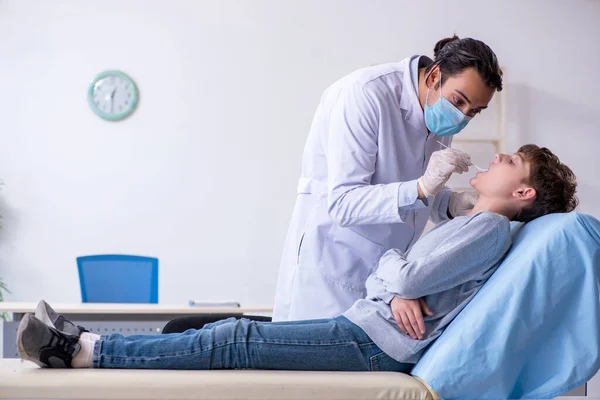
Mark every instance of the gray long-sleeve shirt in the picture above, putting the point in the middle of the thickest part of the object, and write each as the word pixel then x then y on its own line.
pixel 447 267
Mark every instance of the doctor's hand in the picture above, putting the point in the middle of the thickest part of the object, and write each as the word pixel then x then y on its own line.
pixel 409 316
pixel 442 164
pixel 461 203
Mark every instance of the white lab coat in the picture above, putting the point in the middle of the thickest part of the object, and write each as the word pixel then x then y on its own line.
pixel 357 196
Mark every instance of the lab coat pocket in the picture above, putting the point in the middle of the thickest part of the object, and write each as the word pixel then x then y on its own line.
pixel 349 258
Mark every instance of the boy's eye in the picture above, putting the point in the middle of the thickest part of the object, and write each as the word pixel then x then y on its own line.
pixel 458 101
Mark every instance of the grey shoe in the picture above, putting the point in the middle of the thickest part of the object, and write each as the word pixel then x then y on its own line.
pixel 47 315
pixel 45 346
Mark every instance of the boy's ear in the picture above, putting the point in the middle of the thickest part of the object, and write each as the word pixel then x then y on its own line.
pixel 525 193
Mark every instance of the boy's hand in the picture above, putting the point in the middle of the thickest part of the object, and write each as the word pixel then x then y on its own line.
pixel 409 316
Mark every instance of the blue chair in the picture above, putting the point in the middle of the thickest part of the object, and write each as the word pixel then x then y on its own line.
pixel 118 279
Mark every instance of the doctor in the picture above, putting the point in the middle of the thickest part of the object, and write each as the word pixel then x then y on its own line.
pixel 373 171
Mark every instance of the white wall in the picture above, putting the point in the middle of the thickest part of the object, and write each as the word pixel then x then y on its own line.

|---|

- **Work to be completed**: Print the complete listing exactly as it stands, without its pictures.

- **Exercise answer**:
Mark every instance of the gray long-sleeve shirt in the picture above, putting the point in the middle of the thickest part of the object, and write each as the word pixel then x then y on its own line.
pixel 447 267
Mark every instance of the doctor's hand in the picture above, putting the point in the middle of the thickest part of the object, and write each as the word pixel then x then y on its own line.
pixel 409 316
pixel 442 164
pixel 461 203
Mark every instance of the white lab coat in the picture above, putting the point in the middle of the thickest part of the object, and write each as the word pixel then x then y on its own line.
pixel 357 196
Mark every instance of the lab coat pocket in the picture above, putting the point in the middle of the thickest part of the object, and write each as the word pixel then x then y on its own line.
pixel 349 258
Mark every instance of the boy's eye in the picture above, putting the point in the middle of the thickest part of the object, and write each as the word pixel then x then y on its own line.
pixel 458 101
Mark every instance of the grey shoe in the picture above, putting the point in the middle of the thickest part of the object, and write each as the word pixel then x then y on its own line.
pixel 47 315
pixel 45 346
Mark every instance of the boy's ear in the picture above, putting the point in the middle of the thickest part of the object, and write each as the word pixel then x then y on its own line.
pixel 525 193
Mark every instance of the boy's hand in the picture above, putting the point in the middle of the thickest part of the object, and write each as the word pixel then x then y on its own line.
pixel 409 316
Mark every instance of the blue chair in the picture above, putting the point in the middle of the thickest part of the object, and write each as the word pixel then x then y on its own line.
pixel 118 279
Mark every instance of the doctor in the picture above, putting the point in the middle of the thickest part of the object, and write each as the word pixel then x then y on its own line.
pixel 373 171
Mark every instance of the white wall in the picture above, putting the point in the middle of the thickest part of the object, and write each as the word pixel then x then y on its own line.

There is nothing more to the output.